+++ Data records

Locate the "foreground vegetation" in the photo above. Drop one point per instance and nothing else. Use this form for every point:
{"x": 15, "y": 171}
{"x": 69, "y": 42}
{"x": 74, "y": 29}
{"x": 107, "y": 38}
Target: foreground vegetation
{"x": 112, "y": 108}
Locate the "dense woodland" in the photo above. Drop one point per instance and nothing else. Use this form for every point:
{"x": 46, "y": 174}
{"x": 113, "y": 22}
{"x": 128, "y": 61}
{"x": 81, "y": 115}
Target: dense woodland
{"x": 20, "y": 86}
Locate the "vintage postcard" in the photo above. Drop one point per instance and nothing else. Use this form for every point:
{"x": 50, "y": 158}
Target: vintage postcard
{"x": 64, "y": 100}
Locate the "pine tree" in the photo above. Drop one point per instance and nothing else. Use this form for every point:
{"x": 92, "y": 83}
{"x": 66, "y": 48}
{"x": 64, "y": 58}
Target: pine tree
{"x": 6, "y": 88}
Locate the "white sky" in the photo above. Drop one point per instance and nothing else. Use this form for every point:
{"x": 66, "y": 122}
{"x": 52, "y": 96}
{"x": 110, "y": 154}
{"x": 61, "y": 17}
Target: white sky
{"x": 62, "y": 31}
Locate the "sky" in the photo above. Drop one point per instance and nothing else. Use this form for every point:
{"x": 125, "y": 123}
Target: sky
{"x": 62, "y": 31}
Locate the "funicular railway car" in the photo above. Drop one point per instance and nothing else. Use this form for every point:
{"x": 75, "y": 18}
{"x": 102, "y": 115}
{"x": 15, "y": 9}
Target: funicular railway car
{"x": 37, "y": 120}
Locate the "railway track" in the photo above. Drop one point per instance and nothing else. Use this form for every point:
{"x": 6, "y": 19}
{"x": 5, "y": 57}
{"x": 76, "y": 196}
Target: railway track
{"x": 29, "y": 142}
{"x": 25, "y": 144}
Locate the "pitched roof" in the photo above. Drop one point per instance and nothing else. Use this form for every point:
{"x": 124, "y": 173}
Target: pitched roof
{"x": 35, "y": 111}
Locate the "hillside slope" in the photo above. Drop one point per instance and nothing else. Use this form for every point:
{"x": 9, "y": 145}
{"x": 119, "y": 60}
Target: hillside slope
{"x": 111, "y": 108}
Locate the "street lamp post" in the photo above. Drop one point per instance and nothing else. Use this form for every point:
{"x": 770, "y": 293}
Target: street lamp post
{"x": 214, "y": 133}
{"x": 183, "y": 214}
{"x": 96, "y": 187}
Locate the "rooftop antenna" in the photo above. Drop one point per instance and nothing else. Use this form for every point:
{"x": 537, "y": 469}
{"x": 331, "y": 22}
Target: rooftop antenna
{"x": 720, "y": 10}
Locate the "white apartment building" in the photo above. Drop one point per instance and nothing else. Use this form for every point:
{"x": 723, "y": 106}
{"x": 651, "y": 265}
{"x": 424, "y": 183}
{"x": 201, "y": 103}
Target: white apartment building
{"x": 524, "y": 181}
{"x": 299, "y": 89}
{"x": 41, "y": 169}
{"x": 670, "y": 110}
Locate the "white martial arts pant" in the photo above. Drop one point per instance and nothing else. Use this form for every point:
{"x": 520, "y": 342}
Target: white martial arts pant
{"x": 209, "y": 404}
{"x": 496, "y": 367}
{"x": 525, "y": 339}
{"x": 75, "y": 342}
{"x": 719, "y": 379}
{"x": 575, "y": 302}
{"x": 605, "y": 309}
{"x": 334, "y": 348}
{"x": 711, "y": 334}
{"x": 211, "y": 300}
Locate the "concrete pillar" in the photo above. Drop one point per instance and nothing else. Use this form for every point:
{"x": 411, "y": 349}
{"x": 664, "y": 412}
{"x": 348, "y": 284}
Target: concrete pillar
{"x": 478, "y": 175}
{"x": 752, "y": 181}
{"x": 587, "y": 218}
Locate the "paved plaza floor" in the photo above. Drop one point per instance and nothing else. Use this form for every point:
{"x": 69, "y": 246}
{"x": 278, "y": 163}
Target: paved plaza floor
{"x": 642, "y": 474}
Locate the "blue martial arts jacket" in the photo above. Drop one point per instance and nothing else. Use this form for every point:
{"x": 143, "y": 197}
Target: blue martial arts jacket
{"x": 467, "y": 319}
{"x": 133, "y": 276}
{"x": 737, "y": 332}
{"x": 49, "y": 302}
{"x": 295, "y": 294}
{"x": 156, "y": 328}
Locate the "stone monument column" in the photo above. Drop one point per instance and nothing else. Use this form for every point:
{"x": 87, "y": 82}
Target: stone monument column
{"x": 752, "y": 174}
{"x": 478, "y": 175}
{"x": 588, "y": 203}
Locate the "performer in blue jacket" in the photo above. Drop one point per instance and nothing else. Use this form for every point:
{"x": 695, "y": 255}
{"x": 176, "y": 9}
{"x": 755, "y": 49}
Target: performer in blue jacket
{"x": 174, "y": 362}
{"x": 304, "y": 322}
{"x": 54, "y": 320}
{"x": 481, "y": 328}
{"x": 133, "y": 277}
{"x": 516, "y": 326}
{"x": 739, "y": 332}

++++++

§ Challenge: Output every line above without altering anything.

§ Output for this task:
Locate the "foreground vegetation" in the photo above. Drop one point per instance and nothing else. Use this form for every point:
{"x": 15, "y": 171}
{"x": 69, "y": 42}
{"x": 74, "y": 29}
{"x": 107, "y": 38}
Target: foreground vegetation
{"x": 112, "y": 108}
Locate the "dense woodland" in the photo above. Drop one point per instance and nothing else. Use this form for every point:
{"x": 46, "y": 174}
{"x": 113, "y": 22}
{"x": 128, "y": 61}
{"x": 81, "y": 115}
Target: dense woodland
{"x": 20, "y": 86}
Locate the "vintage postcard" in the photo above. Drop one point per instance and nothing else. Use this form for every point:
{"x": 50, "y": 158}
Target: vintage postcard
{"x": 64, "y": 100}
Locate the "pine tree" in the photo above. Drop one point per instance and nothing else. Use this form for every point:
{"x": 92, "y": 83}
{"x": 66, "y": 48}
{"x": 64, "y": 58}
Target: pine tree
{"x": 6, "y": 88}
Locate the "white sky" in the photo above. Drop one point per instance and nothing else. Use this form for every point:
{"x": 66, "y": 122}
{"x": 52, "y": 96}
{"x": 110, "y": 154}
{"x": 61, "y": 17}
Target: white sky
{"x": 62, "y": 31}
Locate the "sky" in the photo above. Drop one point per instance and nothing else. Use this form for every point:
{"x": 125, "y": 123}
Target: sky
{"x": 62, "y": 31}
Locate the "funicular railway car" in the photo above. Drop one point per instance and nothing else. Use this form for every point:
{"x": 75, "y": 18}
{"x": 102, "y": 115}
{"x": 15, "y": 9}
Target: funicular railway car
{"x": 37, "y": 120}
Locate the "railway track" in the photo above. Drop one point per instance and nothing else. Use this form for every point:
{"x": 6, "y": 19}
{"x": 5, "y": 57}
{"x": 76, "y": 196}
Target: railway track
{"x": 29, "y": 142}
{"x": 25, "y": 144}
Locate the "pitched roof" in the photo above. Drop one point per instance and nothing else. Use this form for every point:
{"x": 124, "y": 173}
Target: pitched roof
{"x": 35, "y": 111}
Locate the "hillside slope" in the photo above. Drop one point per instance and nothing else. Use this form for every point:
{"x": 9, "y": 145}
{"x": 119, "y": 60}
Target: hillside slope
{"x": 111, "y": 108}
Locate the "street lamp post" in the photo above. Drop one point per instance and nothing else. Use this form for every point:
{"x": 770, "y": 293}
Target: street lamp post
{"x": 214, "y": 133}
{"x": 183, "y": 214}
{"x": 96, "y": 187}
Locate the "rooftop antenna" in the photo above. Drop one point per instance and nothing else. Use this form for every point:
{"x": 537, "y": 469}
{"x": 331, "y": 22}
Target: rooftop antenna
{"x": 720, "y": 10}
Locate the "white apartment building" in the photo above. Drop one point per instance and nothing else. Use this form for every point:
{"x": 723, "y": 106}
{"x": 651, "y": 265}
{"x": 424, "y": 183}
{"x": 201, "y": 103}
Target: white apartment building
{"x": 524, "y": 181}
{"x": 299, "y": 89}
{"x": 41, "y": 169}
{"x": 670, "y": 110}
Locate the "white martial arts pant" in the photo above. Drop one point per instance and nothing else. Use this form for every point:
{"x": 520, "y": 342}
Target: white martial arts pant
{"x": 209, "y": 404}
{"x": 496, "y": 367}
{"x": 525, "y": 339}
{"x": 75, "y": 342}
{"x": 719, "y": 379}
{"x": 575, "y": 302}
{"x": 605, "y": 309}
{"x": 334, "y": 348}
{"x": 711, "y": 334}
{"x": 211, "y": 300}
Locate the "concrete pillar" in the photo above. Drop one point per instance and nothing else. Use this form for every point:
{"x": 411, "y": 349}
{"x": 664, "y": 412}
{"x": 348, "y": 284}
Target: concrete pillar
{"x": 478, "y": 175}
{"x": 752, "y": 181}
{"x": 587, "y": 218}
Locate the "paved plaza floor" in the photo above. Drop one point per instance and nothing else. Use this form for every point:
{"x": 69, "y": 246}
{"x": 278, "y": 163}
Target: paved plaza floor
{"x": 642, "y": 474}
Locate the "blue martial arts jacket" in the photo above. Drop one point per instance and nothing else. Use this form for every point:
{"x": 143, "y": 197}
Target: blue martial arts jacket
{"x": 467, "y": 319}
{"x": 133, "y": 276}
{"x": 737, "y": 332}
{"x": 49, "y": 302}
{"x": 295, "y": 294}
{"x": 156, "y": 328}
Locate the "stone monument column" in the photo above. Drop one point per instance and nothing else. Use this form for every point:
{"x": 87, "y": 82}
Target: stone monument column
{"x": 752, "y": 174}
{"x": 478, "y": 175}
{"x": 588, "y": 203}
Locate the "performer in blue jacket" in the photo above. Drop one point per instance and nothing else. Use this form for every point:
{"x": 695, "y": 255}
{"x": 176, "y": 9}
{"x": 755, "y": 49}
Target: performer in blue jacket
{"x": 174, "y": 362}
{"x": 304, "y": 322}
{"x": 54, "y": 320}
{"x": 481, "y": 328}
{"x": 133, "y": 277}
{"x": 516, "y": 326}
{"x": 739, "y": 332}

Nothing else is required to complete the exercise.